→ **WORK INSTRUCTIONS**: Where a record contains a picture, omit the picture and repeat the rest exactly.

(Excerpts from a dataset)
....
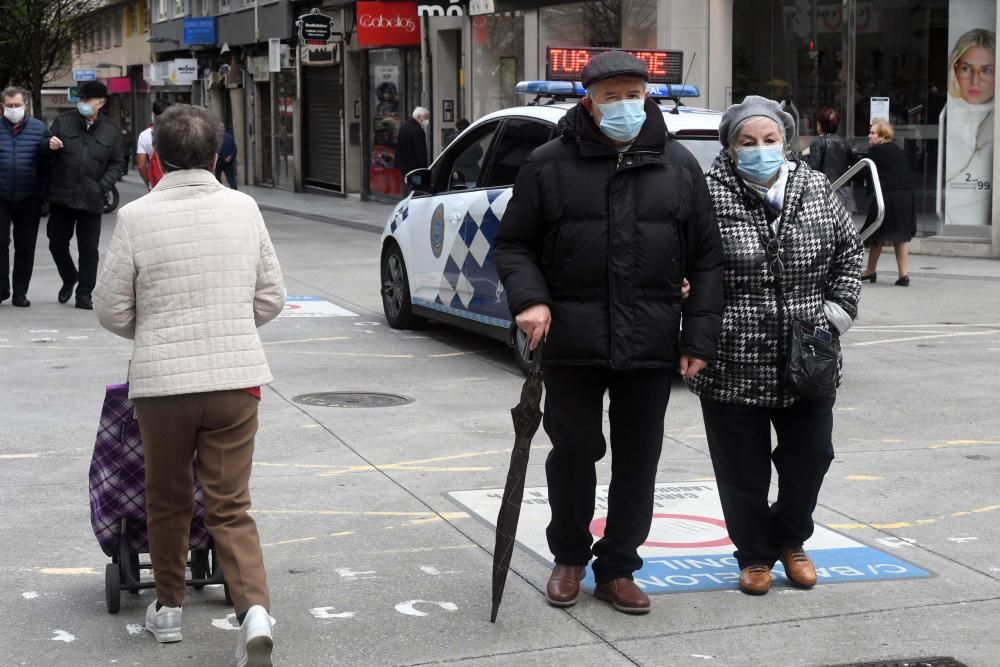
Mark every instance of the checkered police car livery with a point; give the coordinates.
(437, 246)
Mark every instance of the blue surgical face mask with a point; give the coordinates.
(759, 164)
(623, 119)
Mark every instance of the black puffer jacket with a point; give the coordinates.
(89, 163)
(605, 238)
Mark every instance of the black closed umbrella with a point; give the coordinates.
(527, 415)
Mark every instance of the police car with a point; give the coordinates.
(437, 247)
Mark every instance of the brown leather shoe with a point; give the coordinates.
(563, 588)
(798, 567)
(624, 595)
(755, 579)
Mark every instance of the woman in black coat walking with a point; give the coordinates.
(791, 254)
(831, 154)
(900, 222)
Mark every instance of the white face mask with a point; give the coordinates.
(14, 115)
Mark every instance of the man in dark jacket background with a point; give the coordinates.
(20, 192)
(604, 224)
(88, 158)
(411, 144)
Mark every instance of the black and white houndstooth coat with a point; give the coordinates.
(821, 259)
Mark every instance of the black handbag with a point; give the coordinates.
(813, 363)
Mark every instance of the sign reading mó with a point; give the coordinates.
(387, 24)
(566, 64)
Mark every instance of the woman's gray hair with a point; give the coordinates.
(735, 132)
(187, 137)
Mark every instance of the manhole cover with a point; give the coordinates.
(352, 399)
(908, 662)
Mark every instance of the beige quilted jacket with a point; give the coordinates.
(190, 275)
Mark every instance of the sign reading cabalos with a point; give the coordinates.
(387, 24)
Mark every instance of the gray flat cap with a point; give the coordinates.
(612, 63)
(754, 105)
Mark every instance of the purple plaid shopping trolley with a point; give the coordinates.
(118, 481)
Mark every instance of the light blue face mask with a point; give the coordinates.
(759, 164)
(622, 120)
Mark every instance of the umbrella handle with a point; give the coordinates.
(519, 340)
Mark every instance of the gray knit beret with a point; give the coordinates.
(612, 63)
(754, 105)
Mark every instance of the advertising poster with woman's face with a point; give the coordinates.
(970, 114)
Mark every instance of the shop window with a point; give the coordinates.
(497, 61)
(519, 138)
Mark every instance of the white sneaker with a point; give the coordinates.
....
→ **SOLUTION FOR THIS EXERCISE**:
Mark every instance of the checkered police car livery with a point; give the coordinates.
(437, 246)
Mark every instance of the blue surgical face mask with a point; give the coordinates.
(759, 164)
(623, 119)
Mark every instance of the black puffer jacket with a point; give the coordinates.
(89, 163)
(605, 238)
Mark every instance of the black closed umbrella with a point; give the coordinates.
(527, 415)
Mark every instance of the police car with a point; give the coordinates.
(437, 247)
Mark every instance of the brown leather shoe with a point; give the coordinates.
(563, 588)
(798, 567)
(624, 595)
(755, 579)
Mark every instance of the woman in black coat walking with a point; give the coordinates.
(791, 254)
(831, 154)
(900, 222)
Mark every instance of the white face mask with a point; give the coordinates.
(14, 115)
Mark every instance of the man in dark jacket background with a point; give the coordinates.
(20, 192)
(604, 224)
(88, 158)
(411, 144)
Mark every instance of the black and white houndstooth coat with a point; give the coordinates.
(821, 259)
Mark every instance of the black handbag with a point; give the coordinates.
(813, 363)
Mark every instance of the sign reading mó with a point; give the coordinates.
(387, 24)
(566, 64)
Mark every instance of the woman's gray hair with a point; give the coordinates.
(735, 132)
(187, 137)
Mark every instance of the manhole cover with a point; give the coordinates.
(352, 399)
(908, 662)
Mark every instance of the beige quilted jacket with a point; give the coordinates.
(190, 275)
Mark every instance of the sign reading cabalos with a point; give the coordinates.
(387, 24)
Mark every instance of the gray flat cap with a point; give the coordinates.
(612, 63)
(754, 105)
Mark every instance of the purple plaid shopping trolley with a point; give the coordinates.
(118, 481)
Mark every instance of the light blue face mask with a point; give the coordinates.
(759, 164)
(622, 120)
Mark every instance of the umbrella handle with a point; give the coordinates.
(519, 340)
Mark every instance of the gray knit beret with a point; give the coordinates.
(612, 63)
(754, 105)
Mark every instance of the advertising poster with woman's face with a point; give the coordinates.
(970, 114)
Mark every instance of the shop window with a point; give the coordinates.
(497, 61)
(519, 138)
Mark every instance of the white sneaker with a point; give the coordinates.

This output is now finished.